* **Selected extract**
>> Begin
Facility-Local Deployment

A centralized deployment of the DataFlow software will always be available at https://dataflow.ornl.gov. A "facility-local deployment" would provide the same or similar capabilities as the centralized deployment via a physical server placed in close proximity to scientific instruments at a facility.

Note

A single dedicated server could serve multiple instruments and may be sufficient for an entire group, building, or facility, depending on the data needs.

Do you need one?
>> End
* **Given problem 1**
Duplicate a passage from the facility-local deployment page, beginning at the words "A centralized deployment" and stopping after "you need one?".

* **Records to use**
>> Begin
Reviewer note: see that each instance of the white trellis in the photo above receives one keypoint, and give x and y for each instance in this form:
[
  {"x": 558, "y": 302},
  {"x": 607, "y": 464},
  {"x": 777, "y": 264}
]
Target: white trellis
>> End
* **Given problem 2**
Edit the records above by replacing "white trellis" with "wooden fence" throughout, leaving everything else unchanged.

* **Worked solution 1**
A centralized deployment of the DataFlow software will always be available at https://dataflow.ornl.gov. A "facility-local deployment" would provide the same or similar capabilities as the centralized deployment via a physical server placed in close proximity to scientific instruments at a facility.

Note

A single dedicated server could serve multiple instruments and may be sufficient for an entire group, building, or facility, depending on the data needs.

Do you need one?

* **Worked solution 2**
Reviewer note: see that each instance of the wooden fence in the photo above receives one keypoint, and give x and y for each instance in this form:
[
  {"x": 558, "y": 302},
  {"x": 607, "y": 464},
  {"x": 777, "y": 264}
]
Target: wooden fence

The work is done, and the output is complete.